Excerpts of bounding box data

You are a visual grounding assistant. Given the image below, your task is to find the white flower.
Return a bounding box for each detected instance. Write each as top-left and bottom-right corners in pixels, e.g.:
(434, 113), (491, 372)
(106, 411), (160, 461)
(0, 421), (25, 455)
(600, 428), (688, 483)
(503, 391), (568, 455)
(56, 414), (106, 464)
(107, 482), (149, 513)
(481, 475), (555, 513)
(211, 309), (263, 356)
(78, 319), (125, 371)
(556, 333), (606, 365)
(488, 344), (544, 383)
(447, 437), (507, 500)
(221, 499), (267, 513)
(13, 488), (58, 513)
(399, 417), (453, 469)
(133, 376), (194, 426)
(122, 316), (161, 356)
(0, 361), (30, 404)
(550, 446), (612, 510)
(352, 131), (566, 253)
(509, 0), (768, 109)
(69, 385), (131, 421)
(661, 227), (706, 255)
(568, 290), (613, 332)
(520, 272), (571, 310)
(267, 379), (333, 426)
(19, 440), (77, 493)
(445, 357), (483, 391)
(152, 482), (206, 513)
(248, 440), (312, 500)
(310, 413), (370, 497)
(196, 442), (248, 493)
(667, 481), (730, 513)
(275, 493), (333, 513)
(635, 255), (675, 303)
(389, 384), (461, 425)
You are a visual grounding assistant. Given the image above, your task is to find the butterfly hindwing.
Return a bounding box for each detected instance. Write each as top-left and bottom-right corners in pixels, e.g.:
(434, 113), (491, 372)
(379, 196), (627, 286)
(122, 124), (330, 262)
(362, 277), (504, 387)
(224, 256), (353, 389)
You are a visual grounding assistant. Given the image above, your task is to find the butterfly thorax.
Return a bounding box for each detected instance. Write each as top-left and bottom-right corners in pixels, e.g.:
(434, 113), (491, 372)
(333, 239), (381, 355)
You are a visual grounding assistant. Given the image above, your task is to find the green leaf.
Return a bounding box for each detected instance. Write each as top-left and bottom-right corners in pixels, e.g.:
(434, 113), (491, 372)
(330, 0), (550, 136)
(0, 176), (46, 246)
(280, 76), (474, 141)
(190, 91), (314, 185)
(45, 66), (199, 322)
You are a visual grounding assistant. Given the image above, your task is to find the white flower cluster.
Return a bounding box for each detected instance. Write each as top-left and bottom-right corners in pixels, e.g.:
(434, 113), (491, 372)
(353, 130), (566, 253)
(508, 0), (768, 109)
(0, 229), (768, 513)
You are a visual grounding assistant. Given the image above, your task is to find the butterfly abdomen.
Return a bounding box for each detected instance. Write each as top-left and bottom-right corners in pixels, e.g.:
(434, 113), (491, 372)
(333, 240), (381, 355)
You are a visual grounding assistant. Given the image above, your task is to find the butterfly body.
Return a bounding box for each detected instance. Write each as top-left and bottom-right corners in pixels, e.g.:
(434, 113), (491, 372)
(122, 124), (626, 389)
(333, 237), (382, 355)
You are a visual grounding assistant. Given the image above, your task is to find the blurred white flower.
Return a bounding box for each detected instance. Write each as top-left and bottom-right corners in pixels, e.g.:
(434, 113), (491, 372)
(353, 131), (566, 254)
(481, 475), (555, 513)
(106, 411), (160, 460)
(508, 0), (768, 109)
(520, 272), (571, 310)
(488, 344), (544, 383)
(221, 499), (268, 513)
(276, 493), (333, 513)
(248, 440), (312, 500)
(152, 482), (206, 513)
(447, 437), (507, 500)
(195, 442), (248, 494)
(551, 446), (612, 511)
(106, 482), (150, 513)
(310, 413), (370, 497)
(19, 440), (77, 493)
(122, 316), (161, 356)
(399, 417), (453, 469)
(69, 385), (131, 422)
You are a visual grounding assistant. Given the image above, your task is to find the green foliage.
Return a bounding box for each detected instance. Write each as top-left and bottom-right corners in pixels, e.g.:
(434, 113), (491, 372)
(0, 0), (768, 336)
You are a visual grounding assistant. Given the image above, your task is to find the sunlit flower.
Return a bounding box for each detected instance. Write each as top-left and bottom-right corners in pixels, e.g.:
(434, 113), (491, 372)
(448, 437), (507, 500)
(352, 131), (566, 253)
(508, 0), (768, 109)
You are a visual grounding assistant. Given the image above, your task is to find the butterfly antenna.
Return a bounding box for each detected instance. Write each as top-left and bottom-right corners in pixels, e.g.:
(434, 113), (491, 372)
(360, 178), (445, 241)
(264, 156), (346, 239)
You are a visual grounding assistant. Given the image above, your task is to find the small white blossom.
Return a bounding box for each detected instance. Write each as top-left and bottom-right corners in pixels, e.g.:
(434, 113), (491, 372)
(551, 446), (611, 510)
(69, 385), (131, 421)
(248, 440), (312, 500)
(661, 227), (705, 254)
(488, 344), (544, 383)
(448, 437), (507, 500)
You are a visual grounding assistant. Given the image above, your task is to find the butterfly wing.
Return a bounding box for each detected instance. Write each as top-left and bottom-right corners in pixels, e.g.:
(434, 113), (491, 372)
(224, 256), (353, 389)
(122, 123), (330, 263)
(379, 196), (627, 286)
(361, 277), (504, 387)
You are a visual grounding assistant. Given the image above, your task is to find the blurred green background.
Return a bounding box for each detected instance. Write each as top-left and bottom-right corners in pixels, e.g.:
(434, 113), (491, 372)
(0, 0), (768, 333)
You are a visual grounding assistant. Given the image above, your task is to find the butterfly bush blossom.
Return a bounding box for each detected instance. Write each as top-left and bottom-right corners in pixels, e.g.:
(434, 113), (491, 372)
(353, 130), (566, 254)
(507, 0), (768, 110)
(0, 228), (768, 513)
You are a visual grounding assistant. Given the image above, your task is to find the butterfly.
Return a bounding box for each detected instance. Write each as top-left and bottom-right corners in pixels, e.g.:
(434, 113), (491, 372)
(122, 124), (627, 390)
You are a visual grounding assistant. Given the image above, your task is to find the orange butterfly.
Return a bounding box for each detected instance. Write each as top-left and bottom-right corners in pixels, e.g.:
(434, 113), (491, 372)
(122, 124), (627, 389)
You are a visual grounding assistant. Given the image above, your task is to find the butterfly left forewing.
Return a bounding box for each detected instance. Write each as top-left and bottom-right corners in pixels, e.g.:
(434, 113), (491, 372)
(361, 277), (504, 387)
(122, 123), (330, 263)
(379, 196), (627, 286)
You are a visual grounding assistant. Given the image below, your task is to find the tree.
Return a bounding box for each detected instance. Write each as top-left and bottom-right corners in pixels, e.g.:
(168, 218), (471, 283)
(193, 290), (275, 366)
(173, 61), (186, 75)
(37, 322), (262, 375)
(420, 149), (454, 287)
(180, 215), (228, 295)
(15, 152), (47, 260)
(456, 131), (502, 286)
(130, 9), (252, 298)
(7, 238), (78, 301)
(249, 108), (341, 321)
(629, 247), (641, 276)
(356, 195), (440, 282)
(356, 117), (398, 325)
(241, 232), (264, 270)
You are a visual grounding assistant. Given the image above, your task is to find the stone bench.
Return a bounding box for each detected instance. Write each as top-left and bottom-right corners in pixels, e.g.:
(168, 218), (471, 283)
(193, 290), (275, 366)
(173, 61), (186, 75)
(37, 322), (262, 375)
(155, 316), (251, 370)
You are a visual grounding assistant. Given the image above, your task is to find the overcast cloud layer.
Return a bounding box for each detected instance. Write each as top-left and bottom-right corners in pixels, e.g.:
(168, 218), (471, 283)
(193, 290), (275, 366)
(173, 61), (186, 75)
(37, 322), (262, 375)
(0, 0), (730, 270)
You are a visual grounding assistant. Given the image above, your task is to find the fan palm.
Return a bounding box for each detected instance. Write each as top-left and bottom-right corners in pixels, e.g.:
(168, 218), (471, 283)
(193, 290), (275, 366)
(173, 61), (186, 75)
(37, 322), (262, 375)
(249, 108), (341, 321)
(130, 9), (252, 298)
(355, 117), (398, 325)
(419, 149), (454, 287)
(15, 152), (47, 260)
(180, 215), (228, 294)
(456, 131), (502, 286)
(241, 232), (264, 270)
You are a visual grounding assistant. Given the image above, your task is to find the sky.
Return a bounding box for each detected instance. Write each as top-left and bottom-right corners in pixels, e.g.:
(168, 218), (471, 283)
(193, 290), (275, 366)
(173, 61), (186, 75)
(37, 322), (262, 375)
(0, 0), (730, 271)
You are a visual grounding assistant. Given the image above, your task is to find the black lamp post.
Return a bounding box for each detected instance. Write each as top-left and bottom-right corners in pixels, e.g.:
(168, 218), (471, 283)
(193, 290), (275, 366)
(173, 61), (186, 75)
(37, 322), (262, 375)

Task statement
Rewrite everything from the start of the entries down through the line containing "(661, 227), (706, 255)", keeping the requests and their format samples unchanged. Shift every coordinate in the answer boxes by adding 45 to it.

Result below
You are a visual grounding assistant. Given the image below, your task is to find the white flower.
Return a bounding box for each detected instance. Write each as top-left and bottom-right corners in pixels, e.g.:
(434, 113), (491, 372)
(151, 456), (205, 506)
(45, 466), (70, 500)
(645, 473), (733, 528)
(548, 436), (613, 500)
(101, 459), (151, 509)
(152, 527), (194, 558)
(526, 520), (600, 558)
(256, 354), (308, 401)
(123, 364), (170, 416)
(601, 378), (651, 410)
(533, 389), (589, 428)
(492, 482), (552, 545)
(266, 544), (312, 558)
(58, 533), (103, 558)
(444, 462), (498, 514)
(178, 421), (239, 471)
(167, 361), (206, 401)
(45, 406), (75, 449)
(595, 491), (657, 555)
(397, 176), (611, 298)
(554, 45), (813, 154)
(114, 430), (176, 466)
(706, 272), (751, 300)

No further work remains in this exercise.